─── Supplied entries ───

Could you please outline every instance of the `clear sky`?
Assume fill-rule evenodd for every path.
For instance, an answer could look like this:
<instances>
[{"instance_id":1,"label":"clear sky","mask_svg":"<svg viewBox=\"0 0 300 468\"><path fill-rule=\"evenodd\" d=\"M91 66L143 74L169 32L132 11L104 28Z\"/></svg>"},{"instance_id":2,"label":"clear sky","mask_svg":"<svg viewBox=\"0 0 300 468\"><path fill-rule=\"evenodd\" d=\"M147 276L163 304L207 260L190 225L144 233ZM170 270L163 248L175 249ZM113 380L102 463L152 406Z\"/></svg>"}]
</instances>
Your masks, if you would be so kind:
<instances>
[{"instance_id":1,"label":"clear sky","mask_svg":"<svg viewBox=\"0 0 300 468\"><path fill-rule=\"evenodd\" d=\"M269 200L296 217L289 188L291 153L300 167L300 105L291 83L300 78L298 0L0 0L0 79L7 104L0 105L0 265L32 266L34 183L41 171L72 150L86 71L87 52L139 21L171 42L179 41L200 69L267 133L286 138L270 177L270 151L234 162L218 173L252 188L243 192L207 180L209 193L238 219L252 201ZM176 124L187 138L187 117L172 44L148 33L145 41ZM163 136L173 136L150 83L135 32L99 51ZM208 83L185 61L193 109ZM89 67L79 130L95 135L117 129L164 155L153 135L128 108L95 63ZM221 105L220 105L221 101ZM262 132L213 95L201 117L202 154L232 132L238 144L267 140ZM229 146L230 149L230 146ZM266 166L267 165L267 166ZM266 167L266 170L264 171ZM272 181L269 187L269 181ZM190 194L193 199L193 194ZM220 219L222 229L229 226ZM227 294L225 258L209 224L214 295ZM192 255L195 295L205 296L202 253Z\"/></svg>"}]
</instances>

───

▶ _Required work_: Repeat each entry word for word.

▶ _Answer section_:
Could you please outline every instance of the `clear sky`?
Assume fill-rule evenodd for every path.
For instance, an answer could look like this:
<instances>
[{"instance_id":1,"label":"clear sky","mask_svg":"<svg viewBox=\"0 0 300 468\"><path fill-rule=\"evenodd\" d=\"M91 66L143 74L169 32L132 11L104 28Z\"/></svg>"},{"instance_id":2,"label":"clear sky","mask_svg":"<svg viewBox=\"0 0 300 468\"><path fill-rule=\"evenodd\" d=\"M147 276L163 304L207 260L190 225L144 233ZM170 270L163 248L175 249ZM113 380L102 463L152 406Z\"/></svg>"}]
</instances>
Your masks, if you would be so kind:
<instances>
[{"instance_id":1,"label":"clear sky","mask_svg":"<svg viewBox=\"0 0 300 468\"><path fill-rule=\"evenodd\" d=\"M269 200L296 217L289 188L291 153L300 167L300 105L291 83L300 78L298 0L0 0L0 79L7 104L0 105L0 265L32 266L34 183L41 171L72 150L86 71L87 52L139 21L171 42L179 41L200 69L267 133L286 138L270 177L270 151L234 162L218 173L252 188L243 192L207 180L209 193L238 219L252 201ZM176 124L187 138L187 117L172 44L148 33L145 41ZM163 136L173 136L150 83L135 32L99 51ZM208 83L185 61L193 109ZM89 67L79 130L95 135L117 129L164 155L153 135L128 108L95 63ZM221 105L220 105L221 101ZM262 132L213 95L201 117L202 154L232 132L238 144L267 140ZM229 146L230 149L230 146ZM266 166L267 165L267 166ZM266 167L266 170L264 171ZM272 181L269 187L269 181ZM190 194L193 199L193 194ZM220 219L222 229L229 226ZM227 294L225 258L209 224L214 295ZM192 255L195 295L205 296L202 253Z\"/></svg>"}]
</instances>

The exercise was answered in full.